■ **Ejercicio 1**:
Cita, sin cambiar nada, el pasaje del texto sobre el conflicto palestino-israelí que empieza con "Nos gustaría que" y continúa hasta "una paz justa.".
■ **Ejercicio 2**:
Responde a estas preguntas con datos del texto sobre el conflicto palestino-israelí:
(a) ¿Entre qué años estuvo Palestina dominada por el Imperio Otomano?
(b) ¿En qué fecha se publicó originalmente el artículo de Cthuchi Zamarra?
(c) ¿De quiénes descienden los sefardíes, según el texto?
■ **Ejercicio 3**:
Convierte en una lista breve el párrafo del texto sobre el conflicto palestino-israelí que comienza con "Palestina estuvo dominada por el Imperio Otomano", sin perder sus datos principales.

■ **Texto proporcionado**:

======

Una exposición clara y precisa de las razones que explican la crueldad del conflicto entre Israel y Palestina.
La terrible situación que se está viviendo estos primeros días del año 2009 en Palestina, nos ha motivado a rescatar un artículo del antropólogo Cthuchi Zamarra, publicado originalmente en la revista electrónica Insumissia (alojada en www.antimilitaristas.org ), el 17 de junio del año 2005, en el que se exponen con suma claridad las motivaciones históricas del conflicto entre israelíes y palestinos.
Nos gustaría que sirviera que nuestros lectores tomen consciencia de la gravedad de aquel conflicto. Ójala, la concienciación de personas justas de todo el mundo puedan dar paso a las iniciativas correctas para lograr una paz justa.
Palestina estuvo dominada por el Imperio Otomano desde 1516 hasta 1917, tras la Primera Guerra Mundial fue sometida a la autoridad británica que promovió el llamado Mandato Británico como figura colonial de 1922 a 1947. A partir de ahí y con la creación del Estado de Israel en 1948, el peculiar nacionalismo exclusivista judío, el sionismo, puso en marcha un largo proceso de transformación de un territorio árabe palestino a un espacio dominado por los judíos. A partir de ahí, los palestinos reclamaban la recuperación de sus derechos nacionales, entre los que está disponer de un estado propio y el retorno de los refugiados.
Aparentemente, el conflicto palestino-israelí podría parecer otro conflicto étnico sin más, en el que dos pueblos se disputan un mismo territorio. Sin embargo, aunque los palestinos si mantienen una homogeneidad étnica, al ser todos árabes, entre los israelíes podemos encontrar hebreos, árabes (los llamados orientales), europeos (asquenazis), sefardies (descendientes de los judíos expulsados de España en 1492), etíopes, tailandeses, indostanes, uzbekos, kurdos e incluso más etnias diferentes. Muchas de estas afirman descender de las famosas diez tribus perdidas de Israel por efecto de la conquista asiria en el siglo VIII andes de la era cristiana. Por otro lado, mientras los sionistas pretenden un territorio exclusivo para judíos, los israelíes no sionistas y la gran mayoría de los palestinos hablan de convivencia en común y tan sólo un pequeño porcentaje de estos últimos apoya a los radicales que hablan de “expulsar los judíos al mar”. Esta combinación hace que sea difícil considerar simplemente el conflicto palestino-israelí como un conflicto territorial de carácter étnico.

======

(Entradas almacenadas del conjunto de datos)
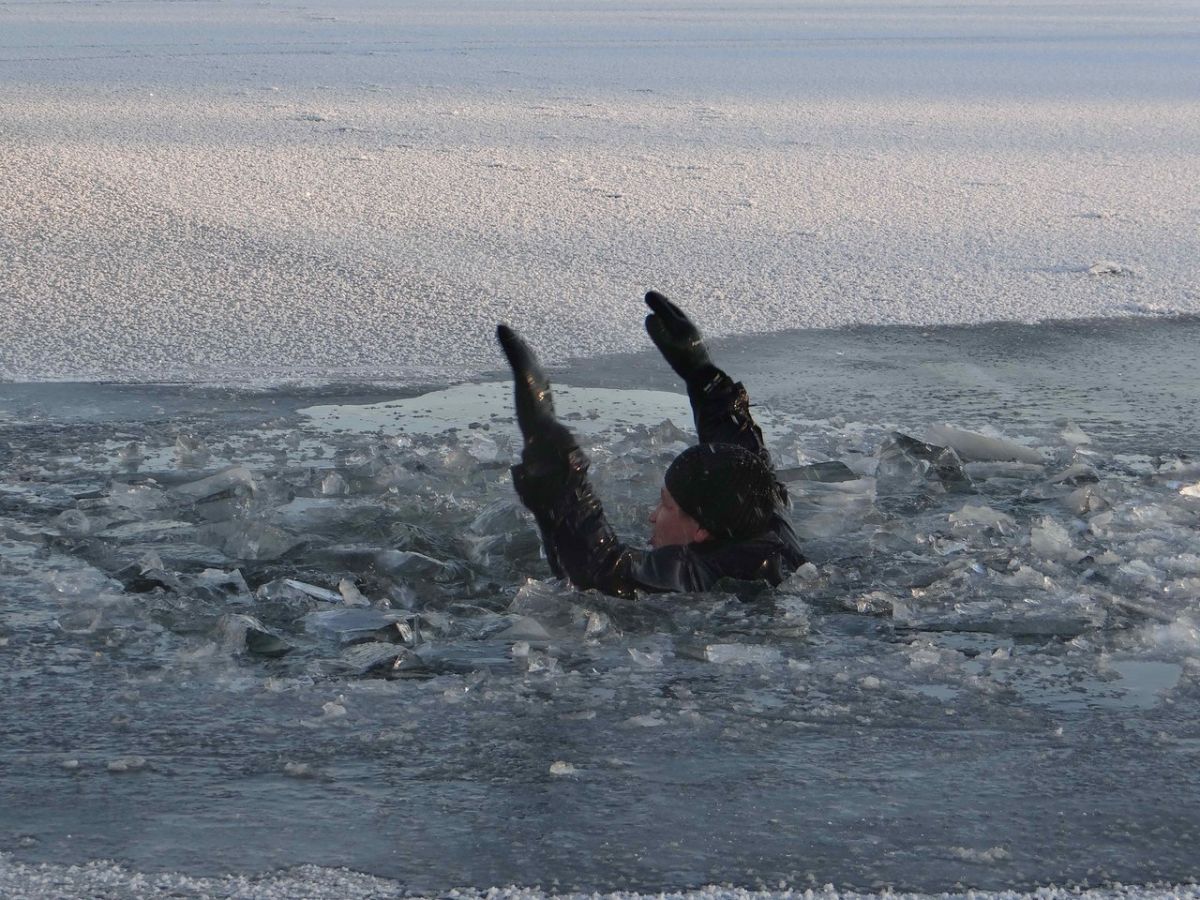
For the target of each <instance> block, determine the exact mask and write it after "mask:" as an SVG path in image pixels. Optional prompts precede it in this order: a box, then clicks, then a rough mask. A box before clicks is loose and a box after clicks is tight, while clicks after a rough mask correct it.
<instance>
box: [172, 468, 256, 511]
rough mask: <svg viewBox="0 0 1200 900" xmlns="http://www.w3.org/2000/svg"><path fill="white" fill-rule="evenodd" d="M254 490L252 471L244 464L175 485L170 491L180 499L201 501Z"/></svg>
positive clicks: (230, 496)
mask: <svg viewBox="0 0 1200 900" xmlns="http://www.w3.org/2000/svg"><path fill="white" fill-rule="evenodd" d="M253 491H254V473H252V472H251V470H250V469H247V468H246V467H245V466H230V467H229V468H227V469H222V470H221V472H217V473H215V474H212V475H209V476H208V478H202V479H199V480H198V481H188V482H187V484H186V485H176V486H175V487H173V488H170V493H172V494H173V496H175V497H178V498H179V499H181V500H188V502H191V503H203V502H209V500H217V499H226V498H228V497H236V496H240V494H245V493H252V492H253Z"/></svg>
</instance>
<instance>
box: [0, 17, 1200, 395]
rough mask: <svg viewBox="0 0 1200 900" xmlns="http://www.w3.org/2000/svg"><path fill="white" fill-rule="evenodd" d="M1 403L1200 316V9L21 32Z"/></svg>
mask: <svg viewBox="0 0 1200 900" xmlns="http://www.w3.org/2000/svg"><path fill="white" fill-rule="evenodd" d="M0 92H2V95H0V96H2V101H4V127H2V130H0V173H2V178H4V194H2V197H0V253H2V254H4V258H5V265H4V266H2V268H0V298H2V299H4V302H0V334H2V335H4V336H5V338H6V342H5V346H4V347H0V378H6V379H10V380H30V379H34V380H40V379H47V378H58V379H84V380H89V379H96V378H119V379H126V380H127V379H144V380H158V379H163V378H202V379H203V378H227V379H234V380H246V379H276V380H277V379H280V378H288V377H304V376H311V377H316V378H324V377H328V376H330V374H331V373H332V374H334V377H355V376H364V377H374V378H397V377H398V378H403V379H406V380H413V379H420V378H422V377H425V378H434V379H443V378H449V377H455V376H461V374H472V373H478V372H480V371H482V370H485V368H490V367H491V366H492V365H493V362H492V361H493V360H494V348H493V347H492V338H491V335H492V328H493V326H494V324H496V322H497V320H509V322H511V323H512V324H514V325H515V326H516V328H517V329H518V330H521V331H522V332H523V334H526V335H528V336H529V337H530V340H532V341H533V343H534V346H535V347H538V348H539V349H540V350H541V352H542V353H544V355H545V356H546V358H547V359H550V360H558V361H560V360H564V359H566V358H568V356H572V355H581V354H582V355H592V354H600V353H613V352H624V350H632V349H637V348H641V347H644V346H646V344H644V335H643V334H642V330H641V323H640V316H637V314H632V313H630V306H631V305H632V306H636V301H637V298H640V296H641V294H642V292H644V290H646V289H648V288H655V289H659V290H662V292H664V293H666V294H667V295H670V296H672V298H673V299H676V300H678V301H679V302H682V304H683V305H684V306H685V308H688V310H689V311H690V312H692V313H694V314H695V316H696V317H697V319H698V320H700V323H701V324H702V326H704V328H706V329H707V330H708V332H710V334H749V332H763V331H778V330H784V329H790V328H810V326H817V328H820V326H832V325H845V324H853V323H876V324H890V323H911V324H929V323H967V322H988V320H997V319H1010V320H1026V322H1027V320H1034V319H1042V318H1081V317H1098V316H1139V314H1147V313H1148V314H1163V313H1196V312H1200V281H1198V276H1196V268H1195V260H1196V259H1198V258H1200V229H1198V222H1200V218H1198V216H1200V100H1198V98H1200V7H1198V5H1196V4H1195V2H1194V0H1136V1H1134V0H1120V1H1114V0H1096V1H1094V2H1086V4H1081V2H1073V1H1072V2H1068V1H1064V0H1060V1H1058V2H1003V4H947V2H941V1H940V0H938V1H930V2H916V4H913V2H908V0H875V1H871V2H838V4H827V2H821V4H818V2H791V1H788V2H782V1H780V0H769V1H767V2H755V4H749V2H725V0H683V1H680V0H652V1H650V2H642V1H641V0H637V1H632V0H617V1H616V2H607V1H606V2H604V4H592V2H583V1H582V0H564V1H562V2H558V1H556V2H532V1H528V0H524V1H522V0H514V1H510V2H491V1H487V0H445V1H444V2H442V1H439V2H438V4H436V5H432V6H431V5H430V4H428V2H425V0H419V1H418V0H396V1H391V0H388V1H384V0H376V1H371V0H350V1H348V2H338V4H336V5H332V4H329V5H320V4H313V5H292V4H278V2H260V4H228V2H215V1H211V0H200V1H198V2H186V4H182V2H164V1H163V0H133V1H132V2H121V4H84V2H48V1H42V0H32V1H26V2H7V4H0Z"/></svg>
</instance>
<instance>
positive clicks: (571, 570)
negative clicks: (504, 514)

======

■ **Solución escrita 1**:
Nos gustaría que sirviera que nuestros lectores tomen consciencia de la gravedad de aquel conflicto. Ójala, la concienciación de personas justas de todo el mundo puedan dar paso a las iniciativas correctas para lograr una paz justa.

■ **Solución escrita 2**:
(a) Desde 1516 hasta 1917.
(b) El 17 de junio de 2005.
(c) De los judíos expulsados de España en 1492.

■ **Solución escrita 3**:
- Palestina estuvo bajo el Imperio Otomano de 1516 a 1917.
- Tras la Primera Guerra Mundial pasó a la autoridad británica, que impuso el Mandato Británico de 1922 a 1947.
- Con la creación del Estado de Israel en 1948, el sionismo inició la transformación de un territorio árabe palestino en un espacio dominado por los judíos.
- Desde entonces, los palestinos reclaman sus derechos nacionales, entre ellos un estado propio y el retorno de los refugiados.